→ Document extract:
(begin)

These hypotheses may be tested straightforwardly in an environment in which patch quality (before grazing) is distributed randomly. Yet patch quality distribution is not random, but exhibits gradients across the landscape. Moreover, forage density is certainly not the only site characteristic of possible interest to herders. Water quality (salinity) and accessibility (depth) have been shown to influence site selection, whilst snow cover and relief affect vegetation and site accessibility (Kerven et al. 2016b) and also exhibit gradients across the study area. We also explore how the spatial distribution of these additional factors influences site selection.
We take an interdisciplinary approach using qualitative data from interviews with herders, local officials and livestock professionals, quantitative data on stocking metrics and a set of bio-physical variables to examine each hypothesis.
The Study Area
The study area includes three former sovkhoz (Soviet era state collective farms), Chu, Moiynkum and Baital, whose populations were concentrated in the settlements of Ulan bel’, Malye Kamkale, and Sary Ozek respectively (Fig. 3a). Chu and Moiynkum have today been merged to form a single administrative sub-district (Chu), whilst Baital now forms half of the adjacent Karabuget sub-district to the east.

(end)

→ Requirements:
A. Change the passage on herders' site selection by writing out the section starting at "These hypotheses may" and ending at "influences site selection.", with "site selection" replaced by "choice of grazing site".
B. Name every former sovkhoz that the passage on herders' site selection includes in the study area.
C. Answer these questions using the passage on herders' site selection:
(i) Which two factors affect vegetation and site accessibility?
(ii) Baital now forms half of which sub-district?
(iii) Which three groups provided the interview data?
The lines that come next were taken from a different source than the passage on herders' site selection.

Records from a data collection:

(begin)

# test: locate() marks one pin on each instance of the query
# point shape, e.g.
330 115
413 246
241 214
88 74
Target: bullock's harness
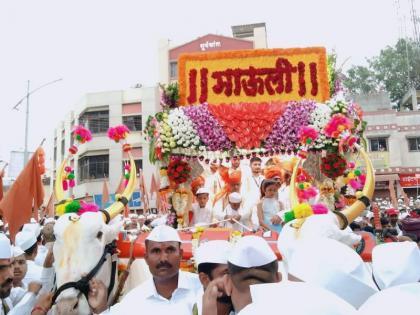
83 284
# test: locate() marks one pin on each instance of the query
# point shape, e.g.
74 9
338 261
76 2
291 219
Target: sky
111 45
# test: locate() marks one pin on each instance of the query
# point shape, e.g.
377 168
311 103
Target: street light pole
26 153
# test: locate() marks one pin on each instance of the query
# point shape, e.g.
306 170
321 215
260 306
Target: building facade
394 145
102 159
250 36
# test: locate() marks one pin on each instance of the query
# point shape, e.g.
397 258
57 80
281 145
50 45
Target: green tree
396 69
361 80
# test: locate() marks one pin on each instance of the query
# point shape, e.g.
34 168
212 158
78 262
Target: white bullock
80 243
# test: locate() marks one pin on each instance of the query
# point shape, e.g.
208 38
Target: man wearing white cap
202 214
42 251
169 291
234 213
20 267
334 266
400 299
211 260
15 301
297 298
250 262
395 264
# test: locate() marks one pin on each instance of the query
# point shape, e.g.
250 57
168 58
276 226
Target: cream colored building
249 36
394 145
102 159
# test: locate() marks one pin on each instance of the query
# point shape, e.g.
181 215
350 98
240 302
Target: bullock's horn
293 196
58 186
113 210
350 213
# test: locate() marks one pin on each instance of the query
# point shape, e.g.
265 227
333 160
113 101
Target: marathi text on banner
261 75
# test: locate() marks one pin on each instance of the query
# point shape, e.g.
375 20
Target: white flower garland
184 134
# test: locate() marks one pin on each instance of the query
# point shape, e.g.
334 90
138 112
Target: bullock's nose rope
83 284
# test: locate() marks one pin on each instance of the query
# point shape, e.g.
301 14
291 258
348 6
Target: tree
396 69
361 80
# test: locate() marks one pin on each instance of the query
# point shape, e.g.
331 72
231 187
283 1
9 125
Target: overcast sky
108 45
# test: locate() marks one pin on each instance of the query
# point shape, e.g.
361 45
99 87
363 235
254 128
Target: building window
132 122
96 122
173 69
139 165
414 144
93 167
378 144
62 149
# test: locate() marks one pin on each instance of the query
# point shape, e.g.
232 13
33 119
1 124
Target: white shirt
19 301
251 189
34 273
145 299
229 211
284 197
201 215
40 257
200 304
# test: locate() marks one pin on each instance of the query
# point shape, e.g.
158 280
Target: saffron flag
120 187
105 194
154 187
25 196
49 209
143 191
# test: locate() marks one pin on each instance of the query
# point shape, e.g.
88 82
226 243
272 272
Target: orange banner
260 75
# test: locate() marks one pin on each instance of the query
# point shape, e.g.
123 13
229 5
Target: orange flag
26 193
1 182
143 191
392 194
49 209
105 194
406 200
154 187
120 187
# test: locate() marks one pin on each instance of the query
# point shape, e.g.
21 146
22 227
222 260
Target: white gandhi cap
235 198
49 220
17 251
251 251
300 299
202 190
164 233
401 299
5 247
215 252
25 239
334 266
396 263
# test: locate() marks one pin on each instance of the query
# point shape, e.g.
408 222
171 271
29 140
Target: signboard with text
410 180
260 75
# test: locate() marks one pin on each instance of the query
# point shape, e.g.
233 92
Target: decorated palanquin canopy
243 103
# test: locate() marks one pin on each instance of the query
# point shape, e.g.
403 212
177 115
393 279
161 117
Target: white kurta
284 197
146 300
201 215
40 257
20 302
245 216
251 189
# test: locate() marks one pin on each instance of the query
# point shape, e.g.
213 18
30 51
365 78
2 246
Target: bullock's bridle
83 284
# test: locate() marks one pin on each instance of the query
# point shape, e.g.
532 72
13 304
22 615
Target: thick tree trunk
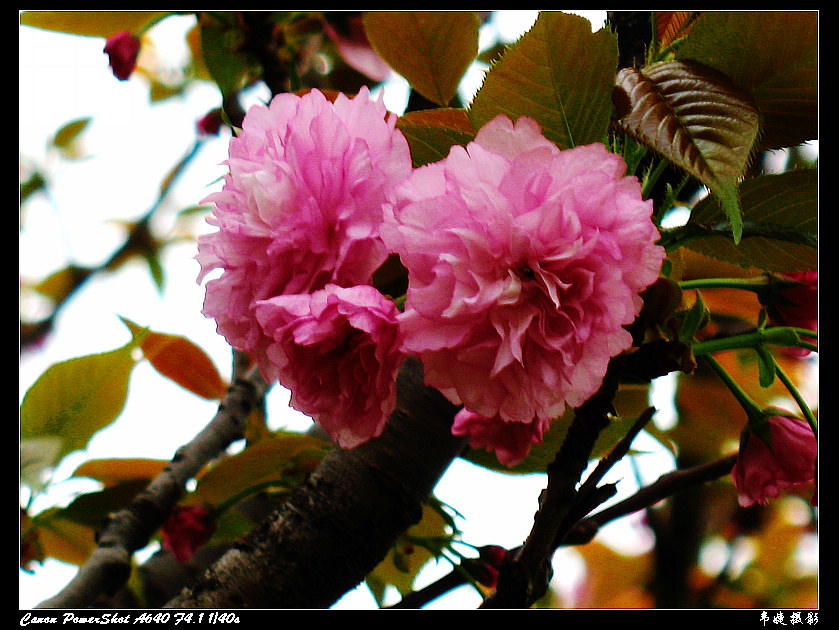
337 526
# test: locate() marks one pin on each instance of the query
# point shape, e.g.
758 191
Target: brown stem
339 524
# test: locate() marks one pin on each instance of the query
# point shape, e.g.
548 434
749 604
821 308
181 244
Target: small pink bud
122 50
186 529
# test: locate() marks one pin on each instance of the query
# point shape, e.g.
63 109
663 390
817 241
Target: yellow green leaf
271 462
180 360
90 23
63 539
110 472
74 399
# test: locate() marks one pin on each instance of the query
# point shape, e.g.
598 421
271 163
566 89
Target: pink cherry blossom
761 474
301 206
338 351
796 305
511 441
525 264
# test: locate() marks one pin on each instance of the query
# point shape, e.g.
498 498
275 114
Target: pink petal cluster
186 529
525 263
122 50
338 350
761 474
300 211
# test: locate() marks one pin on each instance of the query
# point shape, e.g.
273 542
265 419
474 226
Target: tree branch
126 531
525 579
340 523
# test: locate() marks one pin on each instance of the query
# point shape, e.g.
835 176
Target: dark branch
338 525
126 531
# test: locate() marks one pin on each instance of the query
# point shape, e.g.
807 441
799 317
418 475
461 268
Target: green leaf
276 461
62 538
771 54
432 50
432 133
222 55
780 212
67 134
696 118
74 399
91 23
560 74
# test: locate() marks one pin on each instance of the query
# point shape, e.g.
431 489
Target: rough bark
337 526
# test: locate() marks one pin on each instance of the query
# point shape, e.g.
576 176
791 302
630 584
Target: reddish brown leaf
670 25
180 360
695 117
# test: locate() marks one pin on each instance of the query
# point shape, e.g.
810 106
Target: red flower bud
211 122
122 50
186 529
761 474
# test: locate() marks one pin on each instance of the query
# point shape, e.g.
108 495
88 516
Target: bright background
128 149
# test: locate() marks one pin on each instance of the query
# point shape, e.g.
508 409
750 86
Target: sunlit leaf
430 49
113 471
90 23
432 133
180 360
405 559
223 55
74 399
614 580
781 213
272 462
771 54
696 118
560 74
67 135
63 539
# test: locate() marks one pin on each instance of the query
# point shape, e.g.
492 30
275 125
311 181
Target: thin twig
124 532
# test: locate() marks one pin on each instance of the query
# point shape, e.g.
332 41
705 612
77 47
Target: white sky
63 78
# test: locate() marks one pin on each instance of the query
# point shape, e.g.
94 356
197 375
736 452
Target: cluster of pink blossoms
525 263
298 242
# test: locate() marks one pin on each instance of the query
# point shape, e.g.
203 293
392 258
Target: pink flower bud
761 474
122 50
186 529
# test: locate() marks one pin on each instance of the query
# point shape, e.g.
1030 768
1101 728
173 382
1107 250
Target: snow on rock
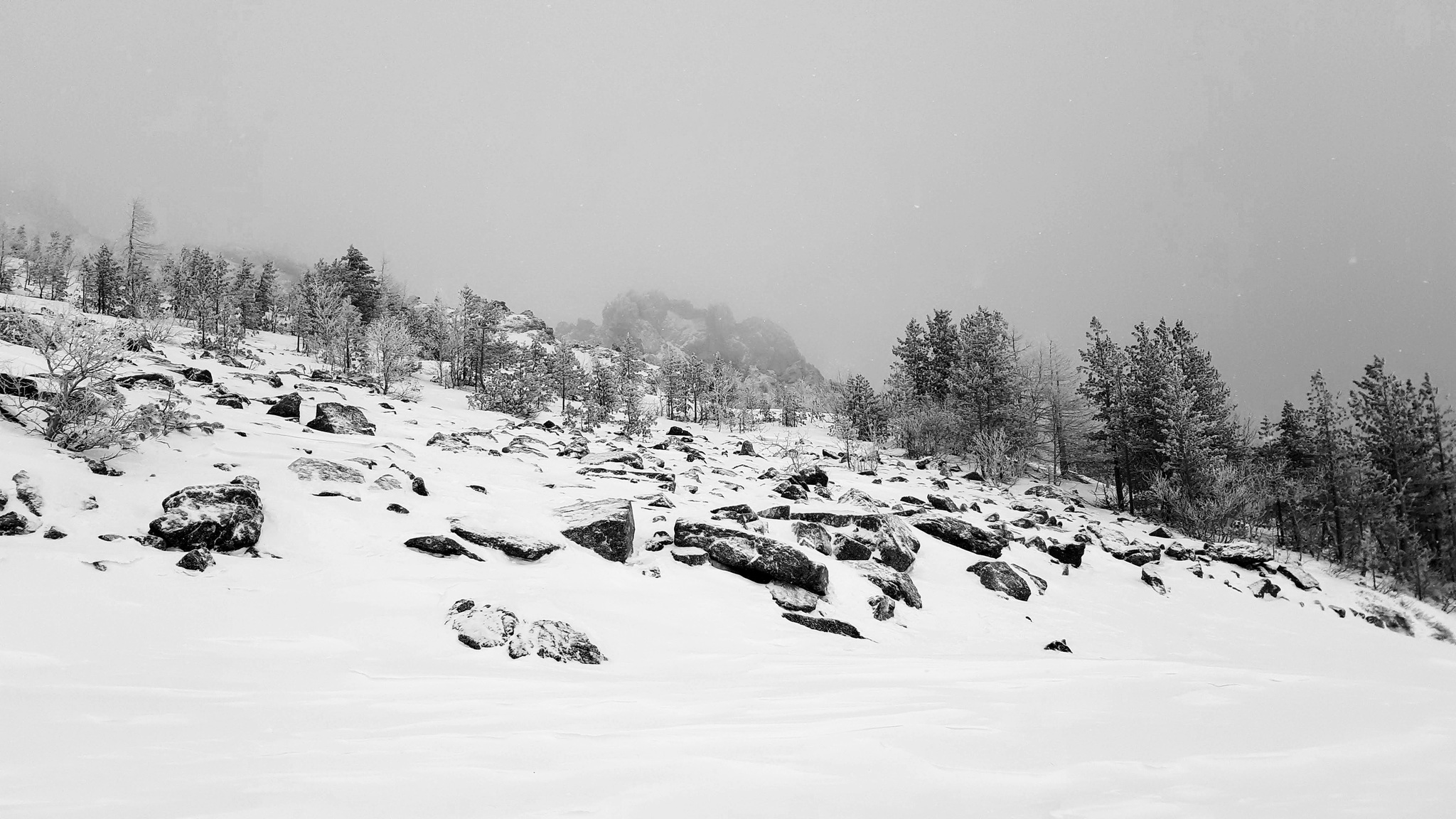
223 518
604 527
341 419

(end)

→ Responses:
A.
These hypotheses may be tested straightforwardly in an environment in which patch quality (before grazing) is distributed randomly. Yet patch quality distribution is not random, but exhibits gradients across the landscape. Moreover, forage density is certainly not the only site characteristic of possible interest to herders. Water quality (salinity) and accessibility (depth) have been shown to influence choice of grazing site, whilst snow cover and relief affect vegetation and site accessibility (Kerven et al. 2016b) and also exhibit gradients across the study area. We also explore how the spatial distribution of these additional factors influences choice of grazing site.

B. Chu, Moiynkum, Baital

C.
(i) Snow cover and relief
(ii) Karabuget
(iii) Herders, local officials and livestock professionals